- TAREFA 1 -
Reproduza sem nenhuma alteração o trecho do texto citado que vai de "Todavia, isso não" até "da sociedade anônima.", inclusive.
- TAREFA 2 -
Por favor, reescreva em forma de lista o parágrafo do texto citado que começa com "Isso porque a exclusão de sócio", mantendo seus fatos principais.

- TEXTO CITADO -
É fato incontroverso que a burocracia e a insegurança jurídica prejudicam o desenvolvimento econômico no Brasil. Dessa forma, são sempre louváveis as iniciativas para que seja criado um ambiente institucional que confira maior proteção aos investidores e simplifique a vida dos empreendedores.

Todavia, isso não pode ocorrer de modo simplista e irrefletido. Assim, por maiores que sejam as boas intenções que ensejaram a aprovação da Medida Provisória 1.040, que está a aguardar sanção presidencial, fato é que, além da violação ao processo legislativo constitucional, diversas das alterações legais propostas caminham justamente no sentido de aumentar a insegurança e diminuir a proteção de quem investe no país.

À vista disso, exemplar são as modificações no âmbito do Direito das Sociedades. Seria possível discorrer sobre várias delas, mas uma das mais emblemáticas encontra-se na nova redação dada ao parágrafo único do artigo 1.053 do Código Civil, que passa a prever que não será aplicado o artigo 1.030 à sociedade limitada cujo contrato social tenha regência supletiva pelas normas da sociedade anônima.

Ora, o artigo 1.030 do Código Civil trata da exclusão judicial (ou por meio de arbitragem, por óbvio) de sócio que comete falta grave, sendo espantosa a alteração legislativa com o objetivo de afastar a sua aplicação de determinadas sociedades limitadas.

Isso porque a exclusão de sócio pela prática de falta grave ou de atos de inegável gravidade é a expressão, no Direito Societário, da resolução do contrato por inadimplemento — adaptada ao contrato plurilateral [1] (como também ocorre com diversos outros institutos) [2]. E tanto isso é verdade que mesmo no regime anterior ao Código Civil, época em que inexistia previsão expressa de uma regra geral sobre exclusão de sócio, tal mecanismo era admitido [3]. Trata-se de instrumento que objetiva proteger a sociedade, extirpando-se o inadimplente do quadro social — sob pena de, inclusive, dar-se guarida ao tratamento desigual [4].

A exclusão de sócio é fenômeno que pode ocorrer em qualquer organização finalífstica de pessoas caso não possa tal associação prosseguir se a situação de conflito não for contornada [5], mesmo porque o direito de permanecer sócio não é absoluto [6]. Assim, "a exclusão de sócio por justa causa é, sim, princípio inerente ao fenômeno societário; é 'parte integrante de toda relação jurídica pessoal de duração'; 'é um direito do sócio leal ao contrato resultante de regras gerais de direito societário'.  Por isso, rigorosamente, prescinde de expressa previsão legal" [7].

- INFORMAÇÕES EXIBIDAS -
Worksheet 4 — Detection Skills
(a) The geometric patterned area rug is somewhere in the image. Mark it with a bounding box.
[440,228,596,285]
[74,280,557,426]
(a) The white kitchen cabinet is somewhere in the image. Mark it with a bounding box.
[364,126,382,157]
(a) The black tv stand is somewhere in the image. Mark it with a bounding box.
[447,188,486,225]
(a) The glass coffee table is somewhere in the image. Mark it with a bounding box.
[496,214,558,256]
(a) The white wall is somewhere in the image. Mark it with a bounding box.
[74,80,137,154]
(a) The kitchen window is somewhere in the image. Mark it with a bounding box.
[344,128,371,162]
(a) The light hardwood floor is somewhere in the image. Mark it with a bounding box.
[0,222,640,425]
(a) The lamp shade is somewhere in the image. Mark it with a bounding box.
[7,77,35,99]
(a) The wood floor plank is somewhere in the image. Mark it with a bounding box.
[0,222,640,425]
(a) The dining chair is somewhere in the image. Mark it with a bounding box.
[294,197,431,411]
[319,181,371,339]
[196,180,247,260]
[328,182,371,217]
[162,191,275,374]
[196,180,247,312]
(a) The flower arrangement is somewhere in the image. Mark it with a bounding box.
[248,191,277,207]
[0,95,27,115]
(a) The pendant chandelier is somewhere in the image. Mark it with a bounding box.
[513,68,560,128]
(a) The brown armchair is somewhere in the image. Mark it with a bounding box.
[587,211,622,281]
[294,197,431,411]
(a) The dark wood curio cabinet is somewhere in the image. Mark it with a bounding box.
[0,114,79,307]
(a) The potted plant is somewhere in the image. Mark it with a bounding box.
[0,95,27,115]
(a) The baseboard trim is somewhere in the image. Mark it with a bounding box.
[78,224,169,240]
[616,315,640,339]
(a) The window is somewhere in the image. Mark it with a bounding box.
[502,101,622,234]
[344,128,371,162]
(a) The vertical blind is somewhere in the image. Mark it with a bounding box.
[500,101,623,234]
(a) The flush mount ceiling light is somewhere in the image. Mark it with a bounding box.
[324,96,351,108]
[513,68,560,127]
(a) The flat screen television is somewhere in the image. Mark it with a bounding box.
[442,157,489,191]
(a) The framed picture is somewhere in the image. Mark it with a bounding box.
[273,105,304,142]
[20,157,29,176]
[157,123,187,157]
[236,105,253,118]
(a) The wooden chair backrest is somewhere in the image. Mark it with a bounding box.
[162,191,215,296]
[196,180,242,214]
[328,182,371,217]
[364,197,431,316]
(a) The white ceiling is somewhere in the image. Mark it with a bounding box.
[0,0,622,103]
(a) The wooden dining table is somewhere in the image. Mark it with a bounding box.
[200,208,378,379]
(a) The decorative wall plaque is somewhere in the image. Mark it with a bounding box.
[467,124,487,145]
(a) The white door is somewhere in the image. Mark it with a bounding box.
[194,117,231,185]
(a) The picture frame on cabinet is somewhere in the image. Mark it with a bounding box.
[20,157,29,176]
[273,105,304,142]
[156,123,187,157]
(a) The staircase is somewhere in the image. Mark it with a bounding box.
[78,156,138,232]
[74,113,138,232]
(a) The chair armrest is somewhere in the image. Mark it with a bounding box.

- RESPOSTA 1 -
Todavia, isso não pode ocorrer de modo simplista e irrefletido. Assim, por maiores que sejam as boas intenções que ensejaram a aprovação da Medida Provisória 1.040, que está a aguardar sanção presidencial, fato é que, além da violação ao processo legislativo constitucional, diversas das alterações legais propostas caminham justamente no sentido de aumentar a insegurança e diminuir a proteção de quem investe no país.

À vista disso, exemplar são as modificações no âmbito do Direito das Sociedades. Seria possível discorrer sobre várias delas, mas uma das mais emblemáticas encontra-se na nova redação dada ao parágrafo único do artigo 1.053 do Código Civil, que passa a prever que não será aplicado o artigo 1.030 à sociedade limitada cujo contrato social tenha regência supletiva pelas normas da sociedade anônima.

- RESPOSTA 2 -
- A exclusão de sócio por falta grave ou por atos de inegável gravidade é, no Direito Societário, a expressão da resolução do contrato por inadimplemento, adaptada ao contrato plurilateral.
- Mesmo antes do Código Civil, quando não havia previsão expressa de regra geral sobre exclusão de sócio, esse mecanismo era admitido.
- O instrumento busca proteger a sociedade, retirando o inadimplente do quadro social, sob pena de se dar guarida ao tratamento desigual.